◆ Istruzione 1:
Riassumi in un elenco puntato il passo dell'estratto che va da «Come segnala Statewatch» fino a «tolleranza zero», conservando i fatti principali.
***** Estratto del documento
Come segnala Statewatch
(1), dopo Göteborg, quasi tutti i paesi dell'Unione europea (Ue)
sembrano orientarsi verso una criminalizzazione sistematica dei movimenti
sociali, attitudine prima adottata nei confronti dei migranti e nella
trasformazione di ogni problema e rivendicazione sociale in «questione
criminale». Il piano per la sicurezza del G8 di Genova è stato dapprima
opera dei governi di centro-sinistra guidati da Massimo D'Alema e Giuliano
Amato, con la collaborazione delle polizie e dei servizi segreti delle
sette potenze. La soppressione dei diritti costituzionali e la
militarizzazione della città sono state organizzate per mesi con centinaia
di perquisizioni e l'allontanamento degli abitanti «indesiderabili», la
diffusione dell'allarme e del messaggio esplicito per spingere tutti a
chiudersi in casa o a lasciare la città. Già tre mesi prima dell'inizio
del vertice, Genova era abitata da decine di agenti dei servizi segreti
italiani e stranieri mentre centinaia di poliziotti in divisa non
esitavano a dire i giro: «questa volta gliele suoniamo sul serio ai
rossi». Il più importante prologo delle violenze c'era stato il 17 marzo a
Napoli (col governo Amato), quando la polizia aveva attaccato con una
violenza inaudita circa trentamila manifestanti riuniti contro il Global
Forum. Ma in realtà è già da qualche anno che la violenza e il razzismo
caratterizzanno la pratica quotidiana di tanti agenti delle polizie nei
confronti di zingari, immigrati e marginali, in nome della «tolleranza
zero»
(2). Allo stesso tempo, sono sempre più frequenti nelle carceri le
violenze delle «squadrette notturne», poi dei Gruppi operativi mobili (Gom)
**********
◆ Istruzione 2:
Riporta per intero, per favore, ogni riga che contiene la parola "racket"; le maiuscole e le minuscole contano.
***** Informazioni fornite
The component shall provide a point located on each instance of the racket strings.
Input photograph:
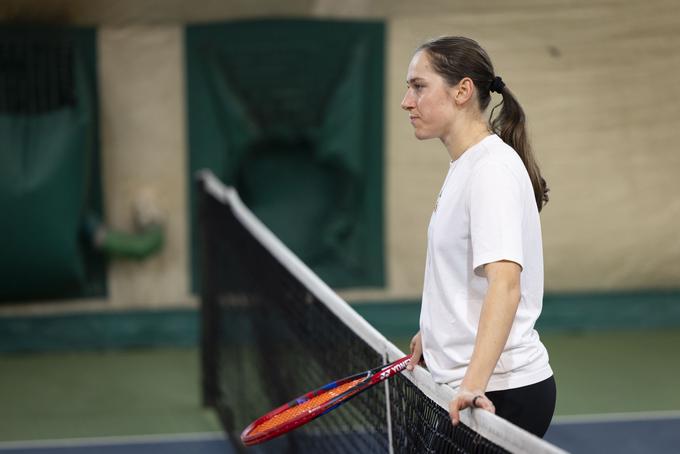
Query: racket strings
(297, 410)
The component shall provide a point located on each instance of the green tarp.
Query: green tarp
(48, 164)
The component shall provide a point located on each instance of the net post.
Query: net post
(207, 301)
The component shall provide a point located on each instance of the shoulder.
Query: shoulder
(498, 160)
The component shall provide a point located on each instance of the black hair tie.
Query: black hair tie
(497, 85)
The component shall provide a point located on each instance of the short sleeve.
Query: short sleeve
(496, 213)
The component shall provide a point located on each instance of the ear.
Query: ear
(464, 91)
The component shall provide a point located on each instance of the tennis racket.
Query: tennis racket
(316, 403)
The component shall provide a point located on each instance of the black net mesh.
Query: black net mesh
(267, 339)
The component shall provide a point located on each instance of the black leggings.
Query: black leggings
(529, 407)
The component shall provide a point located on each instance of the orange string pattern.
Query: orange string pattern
(293, 412)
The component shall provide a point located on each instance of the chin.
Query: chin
(421, 135)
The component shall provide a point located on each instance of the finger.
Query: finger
(454, 410)
(485, 403)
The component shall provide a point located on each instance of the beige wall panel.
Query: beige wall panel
(598, 85)
(143, 152)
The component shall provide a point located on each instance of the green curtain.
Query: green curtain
(48, 164)
(290, 113)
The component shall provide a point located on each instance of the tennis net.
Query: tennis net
(272, 330)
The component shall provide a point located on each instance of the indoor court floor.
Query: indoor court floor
(617, 392)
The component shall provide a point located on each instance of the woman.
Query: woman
(483, 286)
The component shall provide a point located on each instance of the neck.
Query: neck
(465, 136)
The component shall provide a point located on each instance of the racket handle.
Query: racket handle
(391, 369)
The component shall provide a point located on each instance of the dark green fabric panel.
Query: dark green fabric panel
(99, 330)
(49, 172)
(290, 113)
(396, 319)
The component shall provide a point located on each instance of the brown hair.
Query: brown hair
(455, 57)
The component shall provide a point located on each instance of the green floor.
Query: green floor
(44, 396)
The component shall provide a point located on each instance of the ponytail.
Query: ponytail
(510, 127)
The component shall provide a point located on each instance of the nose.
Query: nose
(407, 102)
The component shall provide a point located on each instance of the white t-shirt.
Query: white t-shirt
(486, 212)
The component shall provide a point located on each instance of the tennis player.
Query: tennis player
(483, 286)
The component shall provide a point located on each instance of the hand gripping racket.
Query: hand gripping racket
(316, 403)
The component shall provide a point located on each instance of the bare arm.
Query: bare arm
(498, 313)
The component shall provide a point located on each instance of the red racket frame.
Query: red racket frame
(371, 377)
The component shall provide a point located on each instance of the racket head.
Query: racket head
(304, 408)
(316, 403)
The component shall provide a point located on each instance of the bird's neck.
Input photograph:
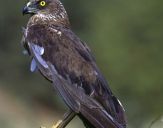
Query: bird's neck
(49, 19)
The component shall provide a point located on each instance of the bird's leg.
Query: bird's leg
(68, 116)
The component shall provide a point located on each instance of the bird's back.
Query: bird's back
(73, 61)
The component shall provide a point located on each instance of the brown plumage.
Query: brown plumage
(49, 39)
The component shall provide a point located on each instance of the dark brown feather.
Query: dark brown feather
(74, 64)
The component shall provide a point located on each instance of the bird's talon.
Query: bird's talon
(57, 124)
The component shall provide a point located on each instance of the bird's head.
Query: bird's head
(46, 10)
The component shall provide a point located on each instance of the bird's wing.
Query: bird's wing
(74, 64)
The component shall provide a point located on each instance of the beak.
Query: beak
(29, 9)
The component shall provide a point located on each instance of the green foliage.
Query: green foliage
(125, 37)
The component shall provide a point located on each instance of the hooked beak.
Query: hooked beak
(29, 9)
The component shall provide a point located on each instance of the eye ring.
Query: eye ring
(42, 3)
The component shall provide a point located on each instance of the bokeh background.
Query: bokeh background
(126, 37)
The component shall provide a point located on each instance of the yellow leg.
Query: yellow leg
(57, 124)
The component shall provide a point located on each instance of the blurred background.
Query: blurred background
(126, 38)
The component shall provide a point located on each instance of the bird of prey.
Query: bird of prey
(62, 58)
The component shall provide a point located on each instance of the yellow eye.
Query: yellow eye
**********
◆ Risultato corretto 1:
- Secondo Statewatch, dopo Göteborg quasi tutti i paesi dell'Ue sembrano orientarsi verso una criminalizzazione sistematica dei movimenti sociali. Questa attitudine era già adottata verso i migranti e trasforma ogni problema e rivendicazione sociale in «questione criminale».
- Il piano per la sicurezza del G8 di Genova fu opera dei governi di centro-sinistra di Massimo D'Alema e Giuliano Amato, con polizie e servizi segreti delle sette potenze.
- Per mesi furono organizzati la soppressione dei diritti costituzionali e la militarizzazione della città. Ci furono centinaia di perquisizioni e l'allontanamento degli abitanti «indesiderabili», e fu diffuso l'allarme per spingere tutti a chiudersi in casa o a lasciare la città.
- Tre mesi prima del vertice, Genova ospitava decine di agenti dei servizi segreti italiani e stranieri. Centinaia di poliziotti in divisa dicevano: «questa volta gliele suoniamo sul serio ai rossi».
- Il prologo principale fu il 17 marzo a Napoli, sotto il governo Amato. Quel giorno la polizia attaccò con violenza inaudita circa trentamila manifestanti riuniti contro il Global Forum.
- Da alcuni anni violenza e razzismo caratterizzano la pratica quotidiana di molti agenti verso zingari, immigrati e marginali, in nome della «tolleranza zero».

◆ Risultato corretto 2:
The component shall provide a point located on each instance of the racket strings.
Query: racket strings
The component shall provide a point located on each instance of the tennis racket.
Query: tennis racket
The component shall provide a point located on each instance of the racket handle.
Query: racket handle
The component shall provide a point located on each instance of the hand gripping racket.
Query: hand gripping racket
The component shall provide a point located on each instance of the red racket frame.
Query: red racket frame
The component shall provide a point located on each instance of the racket head.
Query: racket head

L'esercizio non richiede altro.